Pattern 2: 断路器模式 (Circuit Breaker)

问题: 服务故障可能导致级联失败和资源耗尽

原理: 类似电路断路器，当错误率超过阈值时自动切断请求

状态转换:

初始状态: CLOSED (正常)
           │
           │ 错误率 > 阈值
           ▼
        OPEN (断开)
           │
           │ 超时后
           ▼
      HALF_OPEN (半开)
           │
           ├─► 成功 ─► CLOSED
           │
           └─► 失败 ─► OPEN

实现示例 (JavaScript):

class CircuitBreaker {
  constructor(request, options = {}) {
    this.request = request;
    this.state = 'CLOSED';
    this.failureCount = 0;
    this.successCount = 0;
    this.nextAttempt = Date.now();

    this.failureThreshold = options.failureThreshold || 5;
    this.successThreshold = options.successThreshold || 2;
    this.timeout = options.timeout || 60000; // 60秒
  }

  async call(...args) {
    if (this.state === 'OPEN') {
      if (Date.now() < this.nextAttempt) {
        throw new Error('Circuit breaker is OPEN');
      }
      // 进入半开状态
      this.state = 'HALF_OPEN';
    }

    try {
      const response = await this.request(...args);
      return this.onSuccess(response);
    } catch (error) {
      return this.onFailure(error);
    }
  }

  onSuccess(response) {
    this.failureCount = 0;

    if (this.state === 'HALF_OPEN') {
      this.successCount++;
      if (this.successCount >= this.successThreshold) {
        this.state = 'CLOSED';
        this.successCount = 0;
      }
    }

    return response;
  }

  onFailure(error) {
    this.failureCount++;

    if (this.failureCount >= this.failureThreshold) {
      this.state = 'OPEN';
      this.nextAttempt = Date.now() + this.timeout;
    }

    throw error;
  }

  getState() {
    return this.state;
  }
}

// 使用示例
const fetchUserData = async (userId) => {
  const response = await fetch(`http://user-service/users/${userId}`);
  if (!response.ok) throw new Error('Service error');
  return response.json();
};

const breaker = new CircuitBreaker(fetchUserData, {
  failureThreshold: 3,
  timeout: 30000
});

// 调用服务
try {
  const userData = await breaker.call('user123');
  console.log(userData);
} catch (error) {
  console.log('服务不可用，返回降级数据');
  // 返回缓存或默认数据
}

Pattern 3: 服务发现

问题: 微服务实例动态变化，如何找到服务地址？

任务要求 A:
找出数据行中所有包含字符串“frame”的行，并逐行照抄出来。

源数据行:
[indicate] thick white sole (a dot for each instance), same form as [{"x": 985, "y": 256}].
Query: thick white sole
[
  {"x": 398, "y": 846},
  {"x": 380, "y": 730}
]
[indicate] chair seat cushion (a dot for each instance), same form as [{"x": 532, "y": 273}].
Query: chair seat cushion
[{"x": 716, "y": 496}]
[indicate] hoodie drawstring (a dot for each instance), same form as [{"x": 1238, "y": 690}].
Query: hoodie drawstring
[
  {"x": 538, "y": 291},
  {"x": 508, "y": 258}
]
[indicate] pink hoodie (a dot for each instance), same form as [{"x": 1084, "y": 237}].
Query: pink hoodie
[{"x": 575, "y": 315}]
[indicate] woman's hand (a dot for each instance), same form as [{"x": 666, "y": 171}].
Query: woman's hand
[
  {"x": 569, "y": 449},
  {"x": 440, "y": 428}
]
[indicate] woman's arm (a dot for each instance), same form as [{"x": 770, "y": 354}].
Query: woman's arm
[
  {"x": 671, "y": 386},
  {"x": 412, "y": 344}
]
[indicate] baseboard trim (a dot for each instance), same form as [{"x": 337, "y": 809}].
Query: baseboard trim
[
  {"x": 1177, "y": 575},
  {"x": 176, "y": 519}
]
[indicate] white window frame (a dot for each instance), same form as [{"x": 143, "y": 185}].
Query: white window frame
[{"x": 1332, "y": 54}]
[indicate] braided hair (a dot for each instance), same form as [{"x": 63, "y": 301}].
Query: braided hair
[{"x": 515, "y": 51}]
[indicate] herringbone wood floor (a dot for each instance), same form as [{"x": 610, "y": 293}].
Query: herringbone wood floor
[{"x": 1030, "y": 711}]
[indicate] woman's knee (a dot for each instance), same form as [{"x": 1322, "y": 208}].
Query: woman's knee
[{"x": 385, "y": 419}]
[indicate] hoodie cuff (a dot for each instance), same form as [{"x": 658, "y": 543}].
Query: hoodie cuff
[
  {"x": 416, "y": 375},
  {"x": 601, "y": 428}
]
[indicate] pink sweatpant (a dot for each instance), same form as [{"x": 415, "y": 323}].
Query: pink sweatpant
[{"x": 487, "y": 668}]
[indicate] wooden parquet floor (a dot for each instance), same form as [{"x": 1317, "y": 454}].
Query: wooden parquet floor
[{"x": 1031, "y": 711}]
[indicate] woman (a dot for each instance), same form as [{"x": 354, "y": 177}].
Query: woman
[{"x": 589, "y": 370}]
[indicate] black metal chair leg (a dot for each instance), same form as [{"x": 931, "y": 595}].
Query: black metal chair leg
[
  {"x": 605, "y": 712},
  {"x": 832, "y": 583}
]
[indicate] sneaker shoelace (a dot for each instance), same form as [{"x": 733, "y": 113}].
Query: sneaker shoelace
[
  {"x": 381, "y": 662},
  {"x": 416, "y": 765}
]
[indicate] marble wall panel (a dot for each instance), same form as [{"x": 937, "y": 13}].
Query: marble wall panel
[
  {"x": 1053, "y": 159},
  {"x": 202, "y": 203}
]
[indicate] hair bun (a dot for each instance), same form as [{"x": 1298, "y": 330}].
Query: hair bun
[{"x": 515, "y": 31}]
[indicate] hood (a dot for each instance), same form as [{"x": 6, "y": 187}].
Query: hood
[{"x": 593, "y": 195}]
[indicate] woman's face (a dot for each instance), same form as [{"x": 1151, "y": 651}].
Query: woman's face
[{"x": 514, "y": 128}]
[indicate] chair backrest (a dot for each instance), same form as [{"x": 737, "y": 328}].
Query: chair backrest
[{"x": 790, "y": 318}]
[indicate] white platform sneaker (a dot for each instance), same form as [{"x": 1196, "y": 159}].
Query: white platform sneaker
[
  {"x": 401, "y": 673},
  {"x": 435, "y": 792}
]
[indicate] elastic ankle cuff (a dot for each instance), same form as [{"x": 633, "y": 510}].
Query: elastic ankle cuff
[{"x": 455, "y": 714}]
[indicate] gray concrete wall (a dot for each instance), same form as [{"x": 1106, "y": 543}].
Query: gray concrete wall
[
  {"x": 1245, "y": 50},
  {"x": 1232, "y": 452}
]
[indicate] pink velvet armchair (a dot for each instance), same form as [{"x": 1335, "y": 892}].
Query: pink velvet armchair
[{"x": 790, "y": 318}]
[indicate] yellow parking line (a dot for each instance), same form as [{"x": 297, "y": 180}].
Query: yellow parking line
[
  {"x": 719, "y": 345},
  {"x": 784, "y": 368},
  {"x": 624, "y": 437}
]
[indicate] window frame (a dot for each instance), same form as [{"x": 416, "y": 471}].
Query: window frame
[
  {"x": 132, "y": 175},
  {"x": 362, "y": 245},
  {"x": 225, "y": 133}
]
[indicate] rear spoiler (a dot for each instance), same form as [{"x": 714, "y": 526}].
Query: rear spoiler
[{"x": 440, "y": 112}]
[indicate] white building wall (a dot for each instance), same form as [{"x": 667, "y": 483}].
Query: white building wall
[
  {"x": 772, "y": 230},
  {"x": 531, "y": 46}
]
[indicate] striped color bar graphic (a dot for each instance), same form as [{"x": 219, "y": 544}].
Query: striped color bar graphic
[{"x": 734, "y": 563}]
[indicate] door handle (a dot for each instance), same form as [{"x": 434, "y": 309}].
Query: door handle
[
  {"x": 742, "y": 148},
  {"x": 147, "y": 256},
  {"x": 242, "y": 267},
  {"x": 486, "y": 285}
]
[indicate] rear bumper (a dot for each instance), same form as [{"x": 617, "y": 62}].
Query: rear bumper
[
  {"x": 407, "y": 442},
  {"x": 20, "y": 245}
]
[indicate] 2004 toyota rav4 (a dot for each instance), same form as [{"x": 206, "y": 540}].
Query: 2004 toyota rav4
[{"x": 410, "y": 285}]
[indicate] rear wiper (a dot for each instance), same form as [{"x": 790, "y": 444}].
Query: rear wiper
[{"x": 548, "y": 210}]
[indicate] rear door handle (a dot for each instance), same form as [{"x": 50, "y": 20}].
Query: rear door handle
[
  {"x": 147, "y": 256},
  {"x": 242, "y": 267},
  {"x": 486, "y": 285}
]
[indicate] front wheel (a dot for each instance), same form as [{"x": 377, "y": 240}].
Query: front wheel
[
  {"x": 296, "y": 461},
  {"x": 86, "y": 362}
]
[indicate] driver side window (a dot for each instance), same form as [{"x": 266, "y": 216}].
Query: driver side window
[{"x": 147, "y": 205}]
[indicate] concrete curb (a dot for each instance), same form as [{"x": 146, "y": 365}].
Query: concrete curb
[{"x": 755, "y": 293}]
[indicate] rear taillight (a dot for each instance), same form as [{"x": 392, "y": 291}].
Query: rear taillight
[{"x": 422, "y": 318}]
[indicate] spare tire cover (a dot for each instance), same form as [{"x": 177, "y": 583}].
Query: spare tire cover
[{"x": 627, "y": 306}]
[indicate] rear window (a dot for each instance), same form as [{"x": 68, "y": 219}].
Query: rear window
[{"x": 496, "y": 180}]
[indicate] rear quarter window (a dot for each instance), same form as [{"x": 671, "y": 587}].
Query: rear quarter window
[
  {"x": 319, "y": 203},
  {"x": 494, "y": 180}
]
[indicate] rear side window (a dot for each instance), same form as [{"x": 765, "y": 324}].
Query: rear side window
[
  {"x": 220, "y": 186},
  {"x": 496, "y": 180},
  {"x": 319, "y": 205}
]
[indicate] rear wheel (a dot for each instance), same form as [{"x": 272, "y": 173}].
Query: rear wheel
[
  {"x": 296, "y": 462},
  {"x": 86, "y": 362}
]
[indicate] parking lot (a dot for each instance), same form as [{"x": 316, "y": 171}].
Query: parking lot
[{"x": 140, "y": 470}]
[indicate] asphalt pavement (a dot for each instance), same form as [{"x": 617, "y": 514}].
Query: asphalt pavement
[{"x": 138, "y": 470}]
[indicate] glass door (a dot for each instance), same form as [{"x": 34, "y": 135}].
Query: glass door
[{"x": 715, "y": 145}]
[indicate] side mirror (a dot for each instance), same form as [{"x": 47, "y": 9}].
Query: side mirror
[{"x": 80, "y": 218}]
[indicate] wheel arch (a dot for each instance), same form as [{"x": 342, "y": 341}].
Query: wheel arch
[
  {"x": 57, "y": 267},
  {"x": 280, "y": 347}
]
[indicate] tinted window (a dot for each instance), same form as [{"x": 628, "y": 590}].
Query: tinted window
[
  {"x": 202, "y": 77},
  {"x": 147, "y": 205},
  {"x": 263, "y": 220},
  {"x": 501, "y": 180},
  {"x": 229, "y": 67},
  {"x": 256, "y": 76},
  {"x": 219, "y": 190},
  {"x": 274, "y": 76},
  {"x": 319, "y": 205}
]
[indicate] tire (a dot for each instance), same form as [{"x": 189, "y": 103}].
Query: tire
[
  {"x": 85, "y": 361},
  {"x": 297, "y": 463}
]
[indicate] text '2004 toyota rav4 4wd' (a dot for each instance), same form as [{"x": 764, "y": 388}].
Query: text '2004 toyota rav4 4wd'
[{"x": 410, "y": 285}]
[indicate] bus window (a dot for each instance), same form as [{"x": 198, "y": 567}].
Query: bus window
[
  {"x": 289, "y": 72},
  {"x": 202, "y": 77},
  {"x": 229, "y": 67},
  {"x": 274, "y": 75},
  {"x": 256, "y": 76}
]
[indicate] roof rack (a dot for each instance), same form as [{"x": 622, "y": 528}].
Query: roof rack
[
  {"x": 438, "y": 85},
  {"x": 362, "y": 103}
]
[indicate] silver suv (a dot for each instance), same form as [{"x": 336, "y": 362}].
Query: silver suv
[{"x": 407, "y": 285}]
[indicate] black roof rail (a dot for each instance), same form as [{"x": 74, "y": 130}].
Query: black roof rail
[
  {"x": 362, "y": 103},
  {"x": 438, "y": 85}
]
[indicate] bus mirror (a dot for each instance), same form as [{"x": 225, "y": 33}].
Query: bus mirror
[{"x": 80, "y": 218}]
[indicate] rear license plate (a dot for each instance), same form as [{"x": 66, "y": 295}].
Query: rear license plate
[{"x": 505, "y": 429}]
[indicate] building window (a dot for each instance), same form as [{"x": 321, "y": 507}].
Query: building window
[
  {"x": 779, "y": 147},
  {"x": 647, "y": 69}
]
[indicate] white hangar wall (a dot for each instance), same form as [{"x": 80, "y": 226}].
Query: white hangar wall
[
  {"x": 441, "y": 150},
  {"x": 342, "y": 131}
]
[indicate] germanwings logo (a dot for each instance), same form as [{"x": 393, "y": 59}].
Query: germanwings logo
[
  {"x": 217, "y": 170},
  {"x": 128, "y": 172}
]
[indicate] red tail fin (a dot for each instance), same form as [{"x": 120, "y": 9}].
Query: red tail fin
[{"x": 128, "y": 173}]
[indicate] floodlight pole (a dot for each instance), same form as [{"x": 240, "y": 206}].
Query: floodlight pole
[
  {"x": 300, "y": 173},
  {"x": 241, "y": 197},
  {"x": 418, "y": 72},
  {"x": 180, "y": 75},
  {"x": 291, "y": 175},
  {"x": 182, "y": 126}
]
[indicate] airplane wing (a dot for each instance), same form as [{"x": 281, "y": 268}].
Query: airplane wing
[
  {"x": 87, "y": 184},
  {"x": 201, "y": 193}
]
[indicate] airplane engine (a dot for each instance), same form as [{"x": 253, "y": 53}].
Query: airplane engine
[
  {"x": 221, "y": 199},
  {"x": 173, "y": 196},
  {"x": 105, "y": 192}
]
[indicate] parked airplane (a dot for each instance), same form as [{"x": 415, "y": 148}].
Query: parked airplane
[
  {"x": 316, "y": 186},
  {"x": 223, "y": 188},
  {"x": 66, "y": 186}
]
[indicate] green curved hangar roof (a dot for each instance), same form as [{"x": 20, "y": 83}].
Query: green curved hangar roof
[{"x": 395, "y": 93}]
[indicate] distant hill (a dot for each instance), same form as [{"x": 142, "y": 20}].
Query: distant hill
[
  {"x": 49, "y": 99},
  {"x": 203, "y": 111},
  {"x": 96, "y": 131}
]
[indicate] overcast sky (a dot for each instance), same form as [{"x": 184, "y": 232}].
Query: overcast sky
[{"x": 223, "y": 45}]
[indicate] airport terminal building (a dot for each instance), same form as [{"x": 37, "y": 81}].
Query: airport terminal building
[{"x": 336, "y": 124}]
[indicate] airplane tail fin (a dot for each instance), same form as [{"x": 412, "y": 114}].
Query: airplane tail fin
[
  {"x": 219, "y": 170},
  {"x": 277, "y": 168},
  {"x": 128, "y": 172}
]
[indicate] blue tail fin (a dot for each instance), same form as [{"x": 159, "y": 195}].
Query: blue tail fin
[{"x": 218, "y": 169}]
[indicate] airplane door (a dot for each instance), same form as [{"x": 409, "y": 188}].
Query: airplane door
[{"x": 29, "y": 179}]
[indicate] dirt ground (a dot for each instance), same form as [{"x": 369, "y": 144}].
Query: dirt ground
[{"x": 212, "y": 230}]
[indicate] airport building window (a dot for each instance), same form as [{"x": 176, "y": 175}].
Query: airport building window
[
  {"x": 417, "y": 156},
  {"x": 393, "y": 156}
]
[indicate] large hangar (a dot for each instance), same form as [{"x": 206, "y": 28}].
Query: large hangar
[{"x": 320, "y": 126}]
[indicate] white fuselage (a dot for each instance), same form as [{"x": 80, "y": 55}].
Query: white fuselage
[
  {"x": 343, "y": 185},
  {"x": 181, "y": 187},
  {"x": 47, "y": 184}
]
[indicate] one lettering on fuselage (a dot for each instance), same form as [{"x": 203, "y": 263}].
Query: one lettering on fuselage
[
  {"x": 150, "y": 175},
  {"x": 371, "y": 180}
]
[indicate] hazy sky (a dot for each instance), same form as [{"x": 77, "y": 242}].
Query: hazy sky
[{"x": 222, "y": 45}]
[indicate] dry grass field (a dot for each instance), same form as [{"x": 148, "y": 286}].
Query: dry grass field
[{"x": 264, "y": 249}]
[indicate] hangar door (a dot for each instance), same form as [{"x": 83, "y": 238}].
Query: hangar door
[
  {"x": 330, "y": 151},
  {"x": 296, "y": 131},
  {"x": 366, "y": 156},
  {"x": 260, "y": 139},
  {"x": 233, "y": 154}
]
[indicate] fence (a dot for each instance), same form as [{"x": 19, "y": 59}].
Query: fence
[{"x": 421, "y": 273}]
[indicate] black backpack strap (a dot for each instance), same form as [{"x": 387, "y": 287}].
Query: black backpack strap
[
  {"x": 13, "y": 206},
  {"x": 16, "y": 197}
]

任务要求 B:
从提供文本中原文引用一段：从含有“原理: 类似电路断路器，当错误率超过阈值时自动切断请求”的那几个字开始，到“HALF_OPEN (半开)”之后停止。

输出结果 A:
[indicate] white window frame (a dot for each instance), same form as [{"x": 143, "y": 185}].
Query: white window frame
[indicate] window frame (a dot for each instance), same form as [{"x": 416, "y": 471}].
Query: window frame

输出结果 B:
原理: 类似电路断路器，当错误率超过阈值时自动切断请求

状态转换:

初始状态: CLOSED (正常)
           │
           │ 错误率 > 阈值
           ▼
        OPEN (断开)
           │
           │ 超时后
           ▼
      HALF_OPEN (半开)